BEGIN Exercise material

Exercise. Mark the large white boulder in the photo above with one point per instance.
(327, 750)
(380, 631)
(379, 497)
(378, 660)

END Exercise material
BEGIN Exercise material

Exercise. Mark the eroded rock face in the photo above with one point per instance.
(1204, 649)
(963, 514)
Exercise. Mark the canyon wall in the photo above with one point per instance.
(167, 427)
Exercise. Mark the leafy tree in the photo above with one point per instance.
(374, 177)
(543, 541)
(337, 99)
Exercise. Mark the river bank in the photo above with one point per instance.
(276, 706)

END Exercise material

Collect each line above that contains the string "point". Case matters.

▶ [Written response]
Exercise. Mark the large white boulder in the photo above with one point per instance.
Exercise. Mark the eroded rock face in the photo above with one point per instance.
Exercise. Mark the canyon wall in the photo above with one point per instance.
Exercise. Mark the leafy tree in the photo above with one point per instance.
Exercise. Mark the river bank in the photo above with one point per instance.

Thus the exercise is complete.